Supplied material:
**********

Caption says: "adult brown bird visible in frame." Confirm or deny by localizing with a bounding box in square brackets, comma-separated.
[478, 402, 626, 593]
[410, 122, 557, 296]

**********

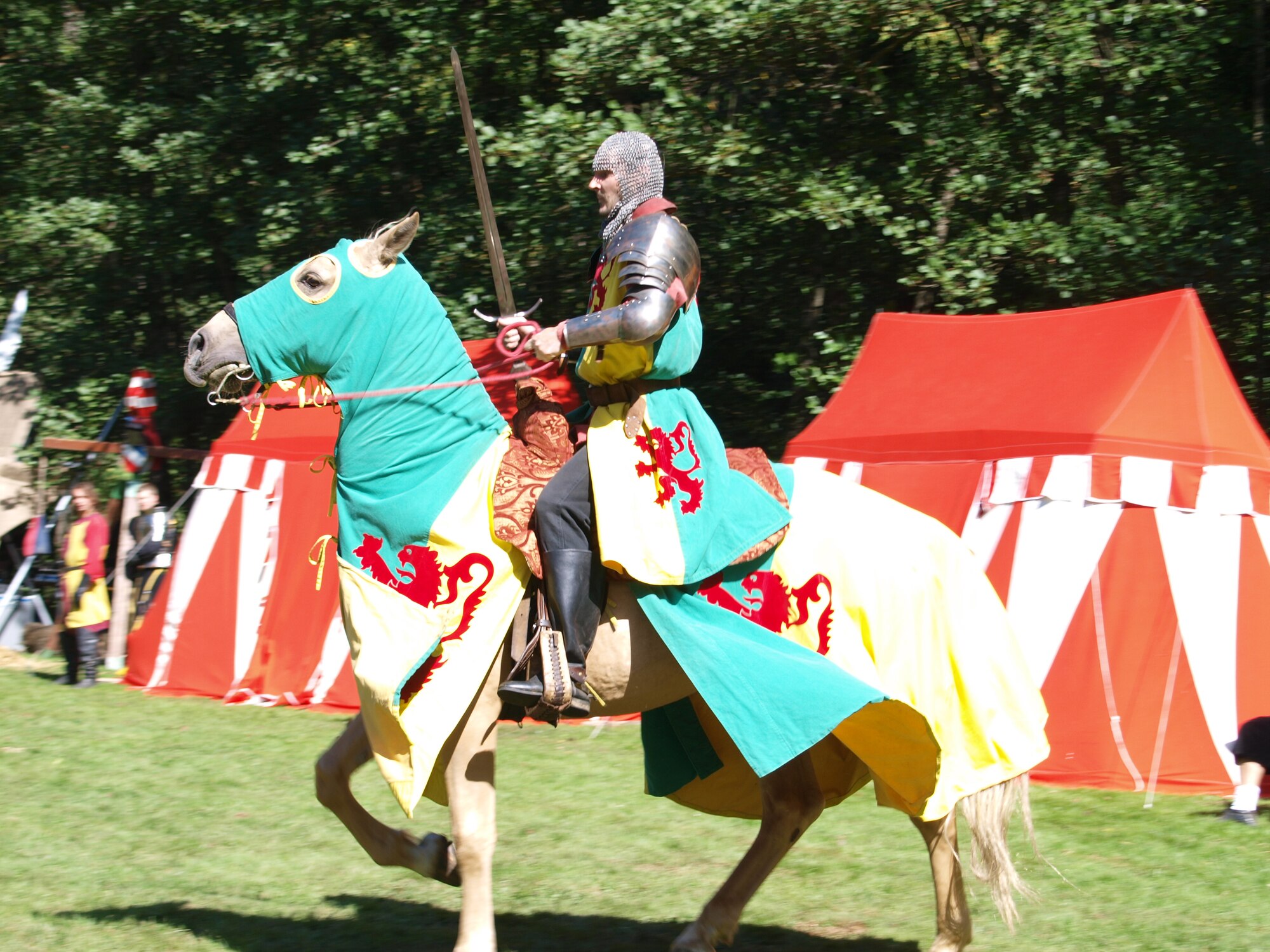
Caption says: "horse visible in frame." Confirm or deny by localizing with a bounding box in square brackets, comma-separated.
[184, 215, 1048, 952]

**********

Exercise:
Reproduce, word for word, the stretch of the listing that opens with the line containing "brown bird visible" and closes with the line containing "[410, 122, 557, 296]", both end lines included.

Task result:
Caption says: "adult brown bird visible in frame." Confirm or deny by localizing with a bounding box in square brackets, comma-separated.
[478, 402, 626, 593]
[410, 122, 557, 296]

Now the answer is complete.